**YOUR INSTRUCTIONS:** Give back exactly the lines running from the line with "the wooden stake" to the end of the entries, and only those lines.

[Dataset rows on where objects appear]
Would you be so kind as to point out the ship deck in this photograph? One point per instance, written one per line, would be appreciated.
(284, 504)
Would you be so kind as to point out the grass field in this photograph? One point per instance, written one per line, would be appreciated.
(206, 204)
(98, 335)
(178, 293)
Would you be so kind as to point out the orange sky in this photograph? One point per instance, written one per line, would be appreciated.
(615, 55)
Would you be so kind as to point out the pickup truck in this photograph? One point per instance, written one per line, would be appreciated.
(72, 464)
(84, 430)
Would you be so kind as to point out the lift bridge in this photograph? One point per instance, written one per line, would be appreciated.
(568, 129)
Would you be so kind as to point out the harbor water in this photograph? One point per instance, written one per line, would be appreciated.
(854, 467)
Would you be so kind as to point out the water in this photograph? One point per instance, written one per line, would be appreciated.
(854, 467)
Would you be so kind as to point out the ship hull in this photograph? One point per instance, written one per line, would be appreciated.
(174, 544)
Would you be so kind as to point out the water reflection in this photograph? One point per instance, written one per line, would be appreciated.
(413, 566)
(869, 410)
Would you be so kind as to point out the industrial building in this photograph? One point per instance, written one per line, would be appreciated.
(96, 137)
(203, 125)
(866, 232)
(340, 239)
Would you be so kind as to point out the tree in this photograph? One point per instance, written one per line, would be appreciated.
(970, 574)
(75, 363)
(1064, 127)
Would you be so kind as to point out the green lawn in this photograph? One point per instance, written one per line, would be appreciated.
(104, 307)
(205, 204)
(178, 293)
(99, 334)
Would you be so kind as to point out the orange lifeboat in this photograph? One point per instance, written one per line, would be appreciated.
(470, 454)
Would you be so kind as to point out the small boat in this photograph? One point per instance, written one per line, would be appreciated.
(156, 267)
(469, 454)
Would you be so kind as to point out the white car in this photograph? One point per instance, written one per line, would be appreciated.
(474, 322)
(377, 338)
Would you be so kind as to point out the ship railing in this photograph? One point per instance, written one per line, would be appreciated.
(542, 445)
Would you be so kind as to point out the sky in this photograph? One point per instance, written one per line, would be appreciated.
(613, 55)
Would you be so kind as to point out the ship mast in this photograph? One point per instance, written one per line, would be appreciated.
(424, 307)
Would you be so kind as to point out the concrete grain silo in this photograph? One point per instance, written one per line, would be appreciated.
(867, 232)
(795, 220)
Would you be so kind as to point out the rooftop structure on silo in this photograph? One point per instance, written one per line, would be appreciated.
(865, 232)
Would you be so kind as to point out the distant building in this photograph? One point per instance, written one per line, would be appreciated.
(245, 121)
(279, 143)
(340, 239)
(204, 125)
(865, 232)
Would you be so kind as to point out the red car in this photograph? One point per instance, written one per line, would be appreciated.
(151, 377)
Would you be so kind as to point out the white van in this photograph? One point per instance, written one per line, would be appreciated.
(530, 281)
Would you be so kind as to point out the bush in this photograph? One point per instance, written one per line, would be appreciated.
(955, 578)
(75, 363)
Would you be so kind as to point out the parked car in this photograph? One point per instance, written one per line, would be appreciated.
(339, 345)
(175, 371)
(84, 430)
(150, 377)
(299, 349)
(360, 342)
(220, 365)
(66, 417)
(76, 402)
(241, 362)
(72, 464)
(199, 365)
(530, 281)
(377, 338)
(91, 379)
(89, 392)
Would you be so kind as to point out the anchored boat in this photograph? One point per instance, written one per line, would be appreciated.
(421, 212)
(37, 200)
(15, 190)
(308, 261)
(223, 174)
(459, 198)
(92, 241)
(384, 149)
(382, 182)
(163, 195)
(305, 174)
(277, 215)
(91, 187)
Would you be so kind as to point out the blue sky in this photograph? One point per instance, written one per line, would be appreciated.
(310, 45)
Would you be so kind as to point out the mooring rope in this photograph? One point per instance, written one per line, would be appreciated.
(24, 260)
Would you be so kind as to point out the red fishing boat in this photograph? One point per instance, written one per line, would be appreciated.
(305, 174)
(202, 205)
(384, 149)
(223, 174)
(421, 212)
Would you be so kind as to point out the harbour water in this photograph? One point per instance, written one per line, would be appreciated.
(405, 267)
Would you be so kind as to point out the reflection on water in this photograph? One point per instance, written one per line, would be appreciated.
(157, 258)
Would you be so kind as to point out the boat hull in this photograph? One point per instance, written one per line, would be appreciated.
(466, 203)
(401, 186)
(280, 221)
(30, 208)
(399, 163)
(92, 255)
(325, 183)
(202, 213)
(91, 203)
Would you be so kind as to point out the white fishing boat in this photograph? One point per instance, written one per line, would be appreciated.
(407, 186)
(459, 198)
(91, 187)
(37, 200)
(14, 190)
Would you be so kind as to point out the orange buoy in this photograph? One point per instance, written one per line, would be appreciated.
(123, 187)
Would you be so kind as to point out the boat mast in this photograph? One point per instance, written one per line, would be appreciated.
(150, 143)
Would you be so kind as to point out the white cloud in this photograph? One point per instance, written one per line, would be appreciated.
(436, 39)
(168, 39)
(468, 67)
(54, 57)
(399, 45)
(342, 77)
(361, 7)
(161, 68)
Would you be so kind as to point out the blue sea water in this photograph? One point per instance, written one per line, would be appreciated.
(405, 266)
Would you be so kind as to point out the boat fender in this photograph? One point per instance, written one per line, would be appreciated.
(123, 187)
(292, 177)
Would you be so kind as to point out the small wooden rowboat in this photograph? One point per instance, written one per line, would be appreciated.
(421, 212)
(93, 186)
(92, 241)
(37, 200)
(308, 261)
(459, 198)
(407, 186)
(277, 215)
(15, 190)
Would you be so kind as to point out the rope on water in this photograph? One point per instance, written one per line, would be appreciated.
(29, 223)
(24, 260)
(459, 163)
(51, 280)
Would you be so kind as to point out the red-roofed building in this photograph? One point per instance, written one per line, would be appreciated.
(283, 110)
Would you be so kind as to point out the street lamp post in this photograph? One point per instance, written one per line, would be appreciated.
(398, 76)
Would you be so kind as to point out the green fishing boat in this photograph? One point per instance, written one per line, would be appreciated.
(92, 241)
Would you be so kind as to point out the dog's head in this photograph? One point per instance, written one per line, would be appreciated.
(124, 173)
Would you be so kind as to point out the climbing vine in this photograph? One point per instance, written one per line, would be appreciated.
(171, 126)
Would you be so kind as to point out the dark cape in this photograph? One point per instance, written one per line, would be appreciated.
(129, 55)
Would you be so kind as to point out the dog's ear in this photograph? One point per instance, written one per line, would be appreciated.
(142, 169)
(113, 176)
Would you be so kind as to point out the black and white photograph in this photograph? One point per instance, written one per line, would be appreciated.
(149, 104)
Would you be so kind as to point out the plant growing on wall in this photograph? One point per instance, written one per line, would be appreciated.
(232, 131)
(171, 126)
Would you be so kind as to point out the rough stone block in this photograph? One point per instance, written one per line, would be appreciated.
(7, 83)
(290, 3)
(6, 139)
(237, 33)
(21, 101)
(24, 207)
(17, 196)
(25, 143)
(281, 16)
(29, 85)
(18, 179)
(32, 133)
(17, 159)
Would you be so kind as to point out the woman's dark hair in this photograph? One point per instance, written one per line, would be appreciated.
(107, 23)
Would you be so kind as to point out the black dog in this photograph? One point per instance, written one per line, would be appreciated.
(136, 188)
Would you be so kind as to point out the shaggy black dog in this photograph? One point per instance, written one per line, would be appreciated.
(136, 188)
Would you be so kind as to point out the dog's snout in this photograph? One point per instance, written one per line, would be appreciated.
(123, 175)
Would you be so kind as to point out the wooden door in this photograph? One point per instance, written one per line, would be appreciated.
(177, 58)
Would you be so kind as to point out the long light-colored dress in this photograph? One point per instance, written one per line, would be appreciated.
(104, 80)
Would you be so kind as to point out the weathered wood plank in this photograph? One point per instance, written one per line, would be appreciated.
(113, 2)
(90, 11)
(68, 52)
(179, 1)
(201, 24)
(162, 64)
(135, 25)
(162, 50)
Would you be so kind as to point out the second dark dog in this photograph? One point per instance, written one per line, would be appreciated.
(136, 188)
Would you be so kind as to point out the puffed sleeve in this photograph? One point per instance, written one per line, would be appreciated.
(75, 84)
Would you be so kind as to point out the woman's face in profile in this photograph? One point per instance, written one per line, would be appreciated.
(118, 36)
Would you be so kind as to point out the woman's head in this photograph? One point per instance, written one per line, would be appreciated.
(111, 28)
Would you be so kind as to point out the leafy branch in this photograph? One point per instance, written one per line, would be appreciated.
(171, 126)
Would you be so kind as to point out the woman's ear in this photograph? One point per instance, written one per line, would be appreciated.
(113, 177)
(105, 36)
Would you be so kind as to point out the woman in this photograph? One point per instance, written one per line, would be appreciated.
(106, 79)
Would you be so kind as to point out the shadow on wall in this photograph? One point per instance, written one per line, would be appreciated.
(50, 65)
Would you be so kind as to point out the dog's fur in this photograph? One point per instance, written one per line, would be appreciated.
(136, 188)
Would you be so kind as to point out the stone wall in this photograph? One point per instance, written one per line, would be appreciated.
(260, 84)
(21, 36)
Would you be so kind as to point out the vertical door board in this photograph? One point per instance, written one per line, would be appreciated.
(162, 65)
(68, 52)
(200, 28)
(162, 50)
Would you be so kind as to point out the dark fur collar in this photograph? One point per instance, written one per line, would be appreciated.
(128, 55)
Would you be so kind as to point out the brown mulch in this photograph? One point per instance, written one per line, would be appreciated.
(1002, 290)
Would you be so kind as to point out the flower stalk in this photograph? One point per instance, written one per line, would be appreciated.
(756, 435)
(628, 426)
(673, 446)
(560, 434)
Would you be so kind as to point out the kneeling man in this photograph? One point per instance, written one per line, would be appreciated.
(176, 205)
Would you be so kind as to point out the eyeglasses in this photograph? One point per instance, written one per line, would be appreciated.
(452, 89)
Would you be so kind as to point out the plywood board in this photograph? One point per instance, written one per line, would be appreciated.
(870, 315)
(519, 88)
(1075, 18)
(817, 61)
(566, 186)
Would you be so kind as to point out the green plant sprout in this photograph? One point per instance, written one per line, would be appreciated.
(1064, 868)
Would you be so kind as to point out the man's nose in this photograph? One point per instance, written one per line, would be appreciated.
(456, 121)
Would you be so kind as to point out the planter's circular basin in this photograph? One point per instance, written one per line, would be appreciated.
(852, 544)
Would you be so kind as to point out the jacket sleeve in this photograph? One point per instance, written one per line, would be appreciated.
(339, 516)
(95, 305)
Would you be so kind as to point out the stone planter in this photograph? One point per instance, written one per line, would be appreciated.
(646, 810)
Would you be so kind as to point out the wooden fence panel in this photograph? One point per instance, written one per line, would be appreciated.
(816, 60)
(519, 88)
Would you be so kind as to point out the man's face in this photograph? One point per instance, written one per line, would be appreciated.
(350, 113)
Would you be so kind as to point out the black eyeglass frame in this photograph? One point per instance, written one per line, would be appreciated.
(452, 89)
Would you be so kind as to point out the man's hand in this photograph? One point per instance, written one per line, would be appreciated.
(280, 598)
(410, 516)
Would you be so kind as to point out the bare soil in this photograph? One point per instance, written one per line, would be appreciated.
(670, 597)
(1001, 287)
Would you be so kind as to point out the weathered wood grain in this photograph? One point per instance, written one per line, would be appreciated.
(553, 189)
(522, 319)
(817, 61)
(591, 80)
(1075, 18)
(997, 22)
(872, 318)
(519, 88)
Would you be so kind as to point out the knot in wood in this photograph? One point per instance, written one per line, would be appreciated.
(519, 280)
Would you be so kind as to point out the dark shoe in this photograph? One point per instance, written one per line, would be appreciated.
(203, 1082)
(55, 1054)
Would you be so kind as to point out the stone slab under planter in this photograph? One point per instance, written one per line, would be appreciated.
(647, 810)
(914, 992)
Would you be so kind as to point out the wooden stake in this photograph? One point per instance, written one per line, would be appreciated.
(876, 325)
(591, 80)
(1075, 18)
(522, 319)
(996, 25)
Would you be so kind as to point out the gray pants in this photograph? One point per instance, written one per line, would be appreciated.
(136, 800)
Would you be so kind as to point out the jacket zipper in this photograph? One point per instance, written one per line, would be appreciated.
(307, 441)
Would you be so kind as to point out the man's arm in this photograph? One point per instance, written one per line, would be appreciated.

**RESPONSE TO THIS TASK:**
Would you be so kind as to point out the wooden stake in this photograph? One point per instance, written one per line, would be appreciated.
(876, 325)
(591, 80)
(1075, 18)
(522, 319)
(996, 25)
Would you be so kind as to point out the gray pants in this photograph? One point per instance, written one per line, would be appreciated.
(136, 800)
Would you be so kind as to point out the jacket zipper in this photograph? One point per instance, written one per line, would be appreciated.
(307, 441)
Would you be so kind as to point out the man's arm in this photograph? One point per instance, written one per line, would be appreciated.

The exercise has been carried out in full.